One of the biggest problems that I have with new technology doodads is that I’m not very practical about acquiring them (see the small mountain of Wear OS watches I have in a box for a testimonial to that proclivity) and tend towards the stupid setting when it comes to acquisition lust. Strangely, despite this tendency, I avoid most Apple hardware entirely these days if only because I am freaked out by the walled garden approach so most of the super pricey and useless geegaws are off menu for me. The limited possibilities of the usefulness of any of their devices always leaves me cold.
I’m also no longer a tremendous fan of manually building too many components of functionally attractive gadgets. As I said yesterday, I’m just now purchasing my first Raspberry Pi ever. I also tend to avoid especially ambitious and gadgety Kickstarter campaigns because I know I’m going to be disappointed and/or frustrated by the results. This is largely due to being lazy.
That laziness, however, really, really makes me wish that things like the reMarkable 2 were a little
lot less expensive. I absolutely love the idea of having a large drawing surface with a paper analog feel. It sounds like the invention that I’ve been waiting for since my first computer (that was 1996, by the way, and I wasn’t already in the twenties) and having a glimpse of the possibilities that potentially lay ahead. The reviews from The Verge, Engadget, and a few others only increase my want for this incredibly limited but equally awesome device. There are a number of very appealing parts to this tablet: it’s running Linux, it has a textured screen to approximate the feeling of drawing on paper, and a few other factors but the price is what always empties my cart: $400 for E Ink is a tough sell for me. That said, I really enjoy all of the E Ink devices that I already have but I have a feeling that I’m going to wait for a (relatively) inexpensive, refurbished version of this or I’m eventually going to bite a bit harder on one of the Boox devices that I’ve been eying for a while. Some of those despite being Android devices have similar capabilities and, on the lower end of their product line, are sold at a price that doesn’t make me wince when I contemplate dropping that many dollars on what is really only going to be a drawing device for me. I do want but I know I can’t. That is not a pleasant place for me to linger.

- _Supplied data_
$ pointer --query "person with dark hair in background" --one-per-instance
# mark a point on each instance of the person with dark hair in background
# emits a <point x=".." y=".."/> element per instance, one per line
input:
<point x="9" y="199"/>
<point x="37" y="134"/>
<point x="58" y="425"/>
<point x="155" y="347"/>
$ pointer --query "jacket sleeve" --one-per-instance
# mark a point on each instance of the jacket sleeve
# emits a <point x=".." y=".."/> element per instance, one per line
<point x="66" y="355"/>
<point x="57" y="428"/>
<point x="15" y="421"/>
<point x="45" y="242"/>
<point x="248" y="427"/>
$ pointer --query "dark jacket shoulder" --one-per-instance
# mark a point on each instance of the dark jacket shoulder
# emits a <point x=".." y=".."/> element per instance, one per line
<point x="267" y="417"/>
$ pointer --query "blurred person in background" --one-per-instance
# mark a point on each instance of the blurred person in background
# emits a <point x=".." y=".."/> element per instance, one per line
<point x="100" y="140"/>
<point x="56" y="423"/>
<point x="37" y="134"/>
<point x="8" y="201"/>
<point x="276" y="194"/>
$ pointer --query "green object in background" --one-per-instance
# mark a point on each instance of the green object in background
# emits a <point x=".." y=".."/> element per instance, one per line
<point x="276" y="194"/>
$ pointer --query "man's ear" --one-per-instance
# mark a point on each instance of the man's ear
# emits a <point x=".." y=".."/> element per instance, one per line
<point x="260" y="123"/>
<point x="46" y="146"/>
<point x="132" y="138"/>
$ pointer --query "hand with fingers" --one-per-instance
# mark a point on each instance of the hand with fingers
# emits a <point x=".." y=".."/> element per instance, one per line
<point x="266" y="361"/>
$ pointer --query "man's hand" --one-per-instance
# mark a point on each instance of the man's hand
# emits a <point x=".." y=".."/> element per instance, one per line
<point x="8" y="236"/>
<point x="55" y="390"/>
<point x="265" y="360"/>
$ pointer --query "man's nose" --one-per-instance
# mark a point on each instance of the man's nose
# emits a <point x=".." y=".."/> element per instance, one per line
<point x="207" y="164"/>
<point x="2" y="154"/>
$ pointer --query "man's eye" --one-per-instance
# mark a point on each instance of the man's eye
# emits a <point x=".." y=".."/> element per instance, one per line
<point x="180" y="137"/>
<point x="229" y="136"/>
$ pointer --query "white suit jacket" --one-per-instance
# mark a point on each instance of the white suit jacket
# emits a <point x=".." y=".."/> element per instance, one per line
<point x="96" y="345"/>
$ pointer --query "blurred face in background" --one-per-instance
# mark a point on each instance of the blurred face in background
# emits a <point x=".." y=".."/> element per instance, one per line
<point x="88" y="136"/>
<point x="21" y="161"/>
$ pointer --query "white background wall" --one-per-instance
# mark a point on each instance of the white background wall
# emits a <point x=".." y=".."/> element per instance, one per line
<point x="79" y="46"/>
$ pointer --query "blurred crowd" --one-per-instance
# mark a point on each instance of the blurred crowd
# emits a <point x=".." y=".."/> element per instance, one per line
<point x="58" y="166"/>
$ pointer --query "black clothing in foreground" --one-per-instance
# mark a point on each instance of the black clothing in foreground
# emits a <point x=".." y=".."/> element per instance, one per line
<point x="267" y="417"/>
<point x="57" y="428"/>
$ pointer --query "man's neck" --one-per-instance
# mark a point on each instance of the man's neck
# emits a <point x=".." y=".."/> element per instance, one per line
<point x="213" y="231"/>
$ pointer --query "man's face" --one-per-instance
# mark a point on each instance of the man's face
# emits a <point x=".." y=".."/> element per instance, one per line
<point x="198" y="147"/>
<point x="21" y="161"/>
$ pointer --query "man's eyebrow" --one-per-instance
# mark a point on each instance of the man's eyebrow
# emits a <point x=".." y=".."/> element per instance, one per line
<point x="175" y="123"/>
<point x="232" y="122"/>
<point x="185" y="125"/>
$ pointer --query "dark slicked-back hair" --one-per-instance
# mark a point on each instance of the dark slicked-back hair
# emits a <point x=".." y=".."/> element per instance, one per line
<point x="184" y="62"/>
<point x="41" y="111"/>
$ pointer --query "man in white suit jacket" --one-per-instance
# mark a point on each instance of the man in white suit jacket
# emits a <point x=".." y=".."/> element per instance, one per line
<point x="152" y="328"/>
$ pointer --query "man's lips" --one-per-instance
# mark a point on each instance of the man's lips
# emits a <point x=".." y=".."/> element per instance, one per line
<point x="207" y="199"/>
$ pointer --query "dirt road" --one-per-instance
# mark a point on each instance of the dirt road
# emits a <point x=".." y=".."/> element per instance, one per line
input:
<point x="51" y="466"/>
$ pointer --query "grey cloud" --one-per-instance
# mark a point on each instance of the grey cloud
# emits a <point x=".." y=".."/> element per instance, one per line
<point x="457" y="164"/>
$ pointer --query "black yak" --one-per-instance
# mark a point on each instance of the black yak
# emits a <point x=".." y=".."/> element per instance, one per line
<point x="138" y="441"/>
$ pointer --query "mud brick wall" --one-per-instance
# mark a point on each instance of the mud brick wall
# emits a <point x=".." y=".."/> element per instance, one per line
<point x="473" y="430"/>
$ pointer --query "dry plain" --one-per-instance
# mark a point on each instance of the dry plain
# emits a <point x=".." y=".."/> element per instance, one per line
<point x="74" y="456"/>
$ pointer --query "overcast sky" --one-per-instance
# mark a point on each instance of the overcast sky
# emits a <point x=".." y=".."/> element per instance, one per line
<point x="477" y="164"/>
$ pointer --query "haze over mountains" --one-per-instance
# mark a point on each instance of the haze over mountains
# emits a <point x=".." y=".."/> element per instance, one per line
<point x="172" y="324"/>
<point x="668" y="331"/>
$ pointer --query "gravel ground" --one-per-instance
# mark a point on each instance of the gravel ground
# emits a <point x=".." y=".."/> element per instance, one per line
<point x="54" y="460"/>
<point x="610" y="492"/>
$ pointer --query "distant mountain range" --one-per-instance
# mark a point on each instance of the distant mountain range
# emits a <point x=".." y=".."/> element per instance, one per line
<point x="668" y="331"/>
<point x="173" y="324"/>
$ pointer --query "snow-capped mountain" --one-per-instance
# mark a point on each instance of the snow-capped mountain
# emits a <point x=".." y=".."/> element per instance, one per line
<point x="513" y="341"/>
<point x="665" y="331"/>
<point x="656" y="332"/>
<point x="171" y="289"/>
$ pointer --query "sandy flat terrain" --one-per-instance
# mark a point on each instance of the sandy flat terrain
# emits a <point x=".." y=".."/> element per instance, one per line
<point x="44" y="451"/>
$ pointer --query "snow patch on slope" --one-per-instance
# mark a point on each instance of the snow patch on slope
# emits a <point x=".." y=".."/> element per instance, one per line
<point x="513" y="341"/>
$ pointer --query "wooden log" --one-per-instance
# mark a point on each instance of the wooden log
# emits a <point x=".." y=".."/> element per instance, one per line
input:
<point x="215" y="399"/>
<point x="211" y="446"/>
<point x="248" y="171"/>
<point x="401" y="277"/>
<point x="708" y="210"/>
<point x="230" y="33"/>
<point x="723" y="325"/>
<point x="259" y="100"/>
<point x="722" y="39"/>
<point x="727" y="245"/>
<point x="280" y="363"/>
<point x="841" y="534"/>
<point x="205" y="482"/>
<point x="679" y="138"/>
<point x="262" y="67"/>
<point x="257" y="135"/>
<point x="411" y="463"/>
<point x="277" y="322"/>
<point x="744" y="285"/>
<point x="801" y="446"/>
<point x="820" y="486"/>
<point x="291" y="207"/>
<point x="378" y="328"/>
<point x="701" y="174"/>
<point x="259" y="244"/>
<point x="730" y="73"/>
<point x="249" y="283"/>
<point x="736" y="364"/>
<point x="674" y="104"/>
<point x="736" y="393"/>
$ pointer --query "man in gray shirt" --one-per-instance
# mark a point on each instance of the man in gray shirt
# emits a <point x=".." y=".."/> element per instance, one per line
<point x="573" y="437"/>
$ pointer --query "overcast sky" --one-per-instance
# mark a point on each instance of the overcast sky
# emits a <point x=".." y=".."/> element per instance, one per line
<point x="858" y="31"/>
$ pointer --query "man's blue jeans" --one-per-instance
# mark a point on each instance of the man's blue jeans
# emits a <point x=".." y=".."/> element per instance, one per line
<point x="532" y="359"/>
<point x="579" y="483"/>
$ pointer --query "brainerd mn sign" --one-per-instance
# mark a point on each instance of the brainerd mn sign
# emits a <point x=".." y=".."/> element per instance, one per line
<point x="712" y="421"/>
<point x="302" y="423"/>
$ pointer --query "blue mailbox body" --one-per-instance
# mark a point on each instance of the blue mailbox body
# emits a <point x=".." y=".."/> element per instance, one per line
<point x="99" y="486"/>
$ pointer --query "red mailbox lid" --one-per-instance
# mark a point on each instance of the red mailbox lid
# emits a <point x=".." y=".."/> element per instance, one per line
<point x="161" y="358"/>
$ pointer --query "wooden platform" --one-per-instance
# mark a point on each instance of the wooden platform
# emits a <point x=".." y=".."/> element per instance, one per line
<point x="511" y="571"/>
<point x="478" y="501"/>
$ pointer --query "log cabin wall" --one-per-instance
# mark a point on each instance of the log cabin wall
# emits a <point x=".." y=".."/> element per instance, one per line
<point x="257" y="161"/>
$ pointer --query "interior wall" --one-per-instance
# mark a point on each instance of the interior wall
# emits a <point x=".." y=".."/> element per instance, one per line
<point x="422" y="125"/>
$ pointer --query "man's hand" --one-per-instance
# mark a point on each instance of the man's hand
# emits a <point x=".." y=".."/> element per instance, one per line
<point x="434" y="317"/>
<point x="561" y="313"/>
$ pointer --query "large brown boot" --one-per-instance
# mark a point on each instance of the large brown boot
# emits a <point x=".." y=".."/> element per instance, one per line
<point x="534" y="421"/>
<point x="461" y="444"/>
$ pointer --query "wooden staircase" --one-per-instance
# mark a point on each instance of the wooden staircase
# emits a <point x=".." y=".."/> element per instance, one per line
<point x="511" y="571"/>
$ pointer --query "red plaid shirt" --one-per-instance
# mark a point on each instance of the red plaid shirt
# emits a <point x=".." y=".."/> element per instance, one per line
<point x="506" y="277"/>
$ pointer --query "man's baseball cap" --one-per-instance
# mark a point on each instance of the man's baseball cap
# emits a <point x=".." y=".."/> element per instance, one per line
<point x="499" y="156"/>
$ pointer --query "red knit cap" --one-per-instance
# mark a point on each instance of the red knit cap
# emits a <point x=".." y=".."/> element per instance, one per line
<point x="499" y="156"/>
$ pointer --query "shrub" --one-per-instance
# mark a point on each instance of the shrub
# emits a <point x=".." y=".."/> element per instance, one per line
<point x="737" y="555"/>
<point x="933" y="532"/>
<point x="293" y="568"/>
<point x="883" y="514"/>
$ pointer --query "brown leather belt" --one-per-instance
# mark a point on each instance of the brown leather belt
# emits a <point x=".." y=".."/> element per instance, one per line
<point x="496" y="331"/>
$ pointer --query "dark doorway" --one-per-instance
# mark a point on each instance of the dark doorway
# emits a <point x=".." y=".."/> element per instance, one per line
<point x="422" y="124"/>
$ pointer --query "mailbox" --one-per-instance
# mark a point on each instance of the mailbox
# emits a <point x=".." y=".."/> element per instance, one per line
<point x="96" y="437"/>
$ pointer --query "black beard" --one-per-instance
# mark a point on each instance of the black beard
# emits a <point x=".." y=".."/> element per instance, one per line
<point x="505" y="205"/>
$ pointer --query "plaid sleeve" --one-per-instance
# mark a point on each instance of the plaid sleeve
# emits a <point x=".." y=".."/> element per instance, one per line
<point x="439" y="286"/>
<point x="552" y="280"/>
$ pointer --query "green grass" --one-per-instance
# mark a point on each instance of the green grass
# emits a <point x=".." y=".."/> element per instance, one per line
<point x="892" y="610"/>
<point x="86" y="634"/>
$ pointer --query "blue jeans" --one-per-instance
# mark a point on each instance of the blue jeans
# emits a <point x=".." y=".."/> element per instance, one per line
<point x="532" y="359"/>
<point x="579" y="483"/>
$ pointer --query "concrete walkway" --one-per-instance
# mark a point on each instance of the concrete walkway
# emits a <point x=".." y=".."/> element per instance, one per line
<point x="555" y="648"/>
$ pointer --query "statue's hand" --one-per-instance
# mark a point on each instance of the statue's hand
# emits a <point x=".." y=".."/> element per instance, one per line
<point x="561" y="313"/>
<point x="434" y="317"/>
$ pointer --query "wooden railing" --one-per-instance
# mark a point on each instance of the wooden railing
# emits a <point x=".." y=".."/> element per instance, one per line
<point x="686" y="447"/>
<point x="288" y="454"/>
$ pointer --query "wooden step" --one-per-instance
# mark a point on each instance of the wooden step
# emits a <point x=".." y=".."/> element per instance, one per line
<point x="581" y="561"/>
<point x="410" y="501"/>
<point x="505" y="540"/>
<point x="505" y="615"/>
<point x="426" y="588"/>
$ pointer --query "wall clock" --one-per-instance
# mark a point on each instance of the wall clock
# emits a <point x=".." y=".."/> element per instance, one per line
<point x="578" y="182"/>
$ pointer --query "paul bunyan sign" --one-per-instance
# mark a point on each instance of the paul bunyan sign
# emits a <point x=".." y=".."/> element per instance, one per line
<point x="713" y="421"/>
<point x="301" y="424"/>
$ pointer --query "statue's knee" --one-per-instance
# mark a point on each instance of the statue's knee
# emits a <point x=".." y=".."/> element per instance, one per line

- _Directive 1_
Print the passage of the reMarkable 2 post starting at "I’m also no" and ending at "to being lazy.".
- _Directive 2_
In the reMarkable 2 post, what year does the writer give for their first computer?

- _Exercise answer 1_
I’m also no longer a tremendous fan of manually building too many components of functionally attractive gadgets. As I said yesterday, I’m just now purchasing my first Raspberry Pi ever. I also tend to avoid especially ambitious and gadgety Kickstarter campaigns because I know I’m going to be disappointed and/or frustrated by the results. This is largely due to being lazy.

- _Exercise answer 2_
1996